Selon l’hebdomadaire français, La Vie, la messe télévisée a battu ses records sur France 2 durant le confinement. Elle a en effet triplé sa fréquentation avec plus de 1,7 millions de téléspectateurs. Dans le même sens, Hozana, un réseau social de prière dont la vision est d’utiliser le potentiel de mise en relation d’Internet pour rassembler une immense communauté de priants sur la toile, a vu le nombre de ses membres « exploser ». Créé en 2014 en France par Thomas Delenda, Hozana est constitué aujourd’hui (avril 2020), selon des données disponibles sur la plateforme, de près de 260 000 priants dans plus de 100 pays dans le monde alors qu’ils étaient moins de 200 000 avant la crise. Hozana comprend par ailleurs des centaines de porteurs de communautés qui publient au total une centaine de posts par jour, en quatre langues (français, anglaise, espagnol et italien). Ces chiffres montrent bien que les technologies numériques n’aident pas seulement pour le télétravail ou les cours à distance. Elles ont permis la pratique religieuse à distance ou la « téléreligion ».

Et ce n’est pas Ulrich Valléa, 25 ans, étudiant en communication à l’Université Saint-Louis de Bruxelles, qui dira le contraire. Lui qui, grâce à la messe sur Internet, avait l’embarras du choix. Il pouvait rejoindre plusieurs communautés virtuelles à sa guise depuis sa chambre d’étudiant. Depuis le confinement, « je me suis rendu compte que grâce à Internet, j’ai le choix de pouvoir suivre une communauté en particulier ou de me joindre aux messes grand public diffusées par certaines chaînes ».  Par exemple, poursuit-il, « le jour où je me réveille tôt, à 7h, l’heure où le Pape officie, je me branche sur la chaîne télévisée KTO pour vivre la messe avec lui. Si je n’ai pas pu suivre la messe matinale avec le Saint-Père, je sais que j’ai encore toute la journée pour retrouver la messe du jour en direct sur YouTube ou Facebook, des messes qui sont proposées par diverses communautés ». En temps normal, cela n’aurait certainement pas été possible.

• [CONSIGNE]:
Répondez à ces questions sur l'extrait consacré à la téléreligion :
(a) Combien de téléspectateurs la messe télévisée a-t-elle réunis sur France 2 pendant le confinement ?
(b) En quelle année et dans quel pays Hozana a-t-il été créé ?
(c) Sur quelle chaîne Ulrich Valléa suit-il la messe avec le Pape lorsqu'il se réveille à 7h ?

(Données d'ancrage d'expressions référentielles)
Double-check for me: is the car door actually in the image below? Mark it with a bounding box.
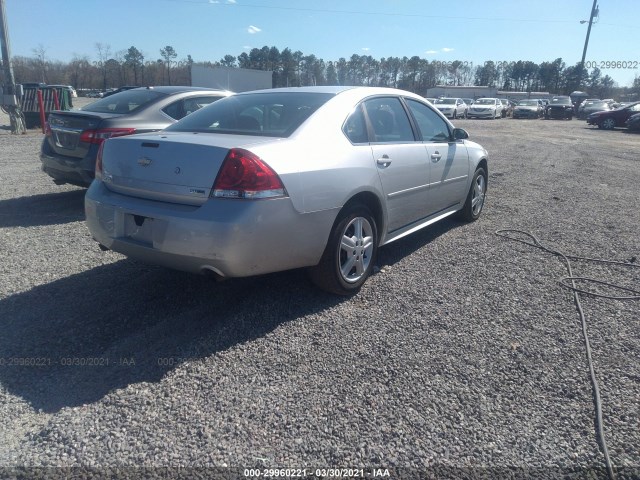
[364,97,429,232]
[406,99,469,215]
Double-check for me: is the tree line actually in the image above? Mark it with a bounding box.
[6,43,640,98]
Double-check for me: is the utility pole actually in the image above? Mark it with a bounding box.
[0,0,27,133]
[580,0,598,69]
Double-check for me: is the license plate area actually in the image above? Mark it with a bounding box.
[51,130,80,150]
[124,214,154,246]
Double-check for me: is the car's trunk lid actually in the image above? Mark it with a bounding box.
[47,110,120,158]
[102,132,270,205]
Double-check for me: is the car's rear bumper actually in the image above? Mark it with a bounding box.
[40,140,95,187]
[511,110,540,118]
[85,181,338,277]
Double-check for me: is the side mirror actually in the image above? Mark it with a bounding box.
[453,128,469,140]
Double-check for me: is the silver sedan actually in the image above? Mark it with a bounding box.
[85,87,488,294]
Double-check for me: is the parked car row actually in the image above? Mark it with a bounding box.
[40,87,231,186]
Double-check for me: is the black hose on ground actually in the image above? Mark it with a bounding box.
[495,229,640,480]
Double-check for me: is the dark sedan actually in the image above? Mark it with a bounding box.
[625,113,640,131]
[587,102,640,130]
[512,100,542,118]
[40,86,232,187]
[544,96,573,120]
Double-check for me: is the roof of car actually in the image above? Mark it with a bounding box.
[132,85,232,95]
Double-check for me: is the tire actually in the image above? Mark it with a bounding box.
[598,118,616,130]
[457,167,487,222]
[309,205,378,295]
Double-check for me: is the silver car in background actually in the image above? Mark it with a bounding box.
[467,98,502,120]
[432,98,469,119]
[85,87,488,295]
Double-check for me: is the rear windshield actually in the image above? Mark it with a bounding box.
[166,92,334,137]
[473,98,496,105]
[80,88,165,113]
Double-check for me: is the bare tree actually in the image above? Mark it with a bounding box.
[31,43,49,83]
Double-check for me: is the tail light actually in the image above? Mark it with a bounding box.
[80,128,136,145]
[210,148,287,199]
[95,142,104,180]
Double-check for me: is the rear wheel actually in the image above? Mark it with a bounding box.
[309,205,378,295]
[458,167,487,222]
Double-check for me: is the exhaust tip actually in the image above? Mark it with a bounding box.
[200,265,225,282]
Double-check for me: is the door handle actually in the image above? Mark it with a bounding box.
[377,154,391,168]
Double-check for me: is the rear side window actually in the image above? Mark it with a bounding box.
[167,92,334,137]
[364,97,415,143]
[342,105,369,143]
[406,98,451,142]
[81,88,165,114]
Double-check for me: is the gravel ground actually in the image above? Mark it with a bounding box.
[0,99,640,478]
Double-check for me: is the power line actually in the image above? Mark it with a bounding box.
[159,0,637,28]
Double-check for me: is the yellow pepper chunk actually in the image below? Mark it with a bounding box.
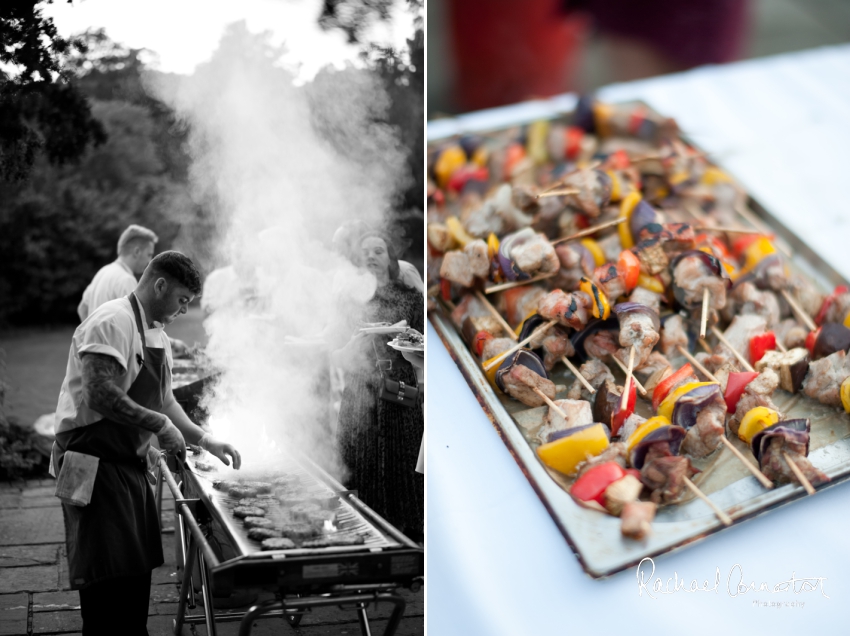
[738,406,779,444]
[617,192,643,250]
[841,376,850,413]
[626,415,670,453]
[434,145,466,188]
[537,424,608,475]
[446,216,475,248]
[638,272,664,294]
[578,276,611,320]
[581,239,608,267]
[658,382,717,421]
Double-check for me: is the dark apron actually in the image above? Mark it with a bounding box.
[53,294,167,590]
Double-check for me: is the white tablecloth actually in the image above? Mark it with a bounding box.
[426,46,850,636]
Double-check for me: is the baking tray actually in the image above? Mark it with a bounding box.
[428,98,850,578]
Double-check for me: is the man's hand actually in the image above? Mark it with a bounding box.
[198,433,242,470]
[156,415,186,461]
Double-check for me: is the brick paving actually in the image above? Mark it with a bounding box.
[0,479,425,636]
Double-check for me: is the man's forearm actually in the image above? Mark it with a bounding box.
[82,353,163,433]
[162,397,204,444]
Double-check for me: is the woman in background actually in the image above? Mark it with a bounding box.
[337,232,424,541]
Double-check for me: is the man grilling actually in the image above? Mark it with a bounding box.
[52,251,241,636]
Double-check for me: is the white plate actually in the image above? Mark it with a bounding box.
[387,340,425,352]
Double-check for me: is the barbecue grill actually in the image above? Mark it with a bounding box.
[160,453,424,636]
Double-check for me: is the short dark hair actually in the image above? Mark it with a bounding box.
[142,250,201,296]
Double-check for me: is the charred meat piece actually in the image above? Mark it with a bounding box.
[640,453,697,504]
[620,501,658,541]
[542,325,576,371]
[803,351,850,406]
[502,364,555,406]
[567,358,614,400]
[537,289,593,330]
[258,533,295,550]
[537,399,593,444]
[729,367,779,435]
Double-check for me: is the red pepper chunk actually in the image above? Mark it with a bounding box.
[611,381,637,435]
[723,371,759,413]
[815,285,850,325]
[652,362,694,411]
[570,462,626,507]
[750,331,776,364]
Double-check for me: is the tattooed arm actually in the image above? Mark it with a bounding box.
[82,353,186,459]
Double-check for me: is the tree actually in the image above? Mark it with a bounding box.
[0,0,106,181]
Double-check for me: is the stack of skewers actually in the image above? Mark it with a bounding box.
[428,98,850,539]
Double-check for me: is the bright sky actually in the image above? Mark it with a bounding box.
[44,0,413,80]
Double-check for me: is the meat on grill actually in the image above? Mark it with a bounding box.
[502,364,555,406]
[729,367,779,435]
[567,358,614,400]
[537,289,593,331]
[803,351,850,406]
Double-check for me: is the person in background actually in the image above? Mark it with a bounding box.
[77,224,189,357]
[51,251,241,635]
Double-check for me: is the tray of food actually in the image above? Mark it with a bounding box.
[427,98,850,577]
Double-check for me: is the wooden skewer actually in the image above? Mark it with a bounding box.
[611,354,646,395]
[682,477,732,526]
[620,345,635,411]
[782,451,815,495]
[711,327,755,371]
[531,387,567,419]
[484,272,558,294]
[699,287,711,338]
[561,356,596,395]
[534,188,581,199]
[676,345,720,384]
[484,320,558,371]
[720,435,773,490]
[551,217,628,245]
[780,289,818,331]
[475,291,519,340]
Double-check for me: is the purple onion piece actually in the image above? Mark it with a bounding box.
[671,384,726,430]
[612,301,661,331]
[750,418,812,464]
[496,349,549,393]
[629,199,658,242]
[629,425,687,470]
[570,317,620,362]
[546,422,611,442]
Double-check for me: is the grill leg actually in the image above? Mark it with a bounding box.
[239,601,286,636]
[174,536,197,636]
[197,550,216,636]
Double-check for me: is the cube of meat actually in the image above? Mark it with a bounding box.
[731,282,779,329]
[510,234,561,275]
[567,358,614,400]
[759,431,830,487]
[562,169,612,219]
[542,325,576,371]
[502,364,555,406]
[593,263,626,302]
[803,351,850,406]
[729,367,779,435]
[537,400,593,444]
[620,501,658,541]
[440,251,475,287]
[673,256,726,309]
[463,239,490,278]
[661,314,688,359]
[640,454,697,504]
[537,289,593,330]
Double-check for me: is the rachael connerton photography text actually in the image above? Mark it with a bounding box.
[635,557,829,607]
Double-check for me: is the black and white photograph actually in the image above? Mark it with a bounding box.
[0,0,426,636]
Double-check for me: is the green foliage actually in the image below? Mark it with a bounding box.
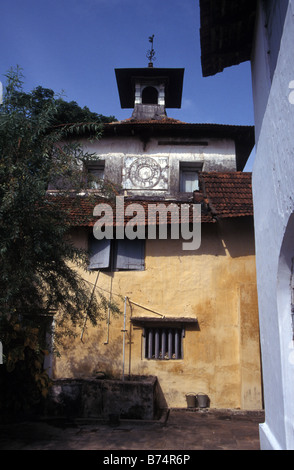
[0,70,120,416]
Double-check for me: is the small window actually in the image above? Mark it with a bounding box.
[86,160,105,189]
[180,163,201,193]
[142,86,158,104]
[144,327,184,361]
[89,235,145,271]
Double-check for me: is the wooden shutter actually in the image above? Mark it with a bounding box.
[116,239,145,271]
[89,236,111,269]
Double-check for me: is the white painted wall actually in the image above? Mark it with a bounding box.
[252,0,294,449]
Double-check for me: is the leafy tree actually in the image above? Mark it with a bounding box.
[0,69,118,411]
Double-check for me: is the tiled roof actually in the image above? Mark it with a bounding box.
[200,172,253,218]
[199,0,257,77]
[47,195,214,227]
[48,172,253,227]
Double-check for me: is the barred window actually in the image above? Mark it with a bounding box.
[144,327,184,360]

• [RÉPONSE]:
(a) Plus de 1,7 million de téléspectateurs.
(b) En 2014, en France.
(c) Sur la chaîne télévisée KTO.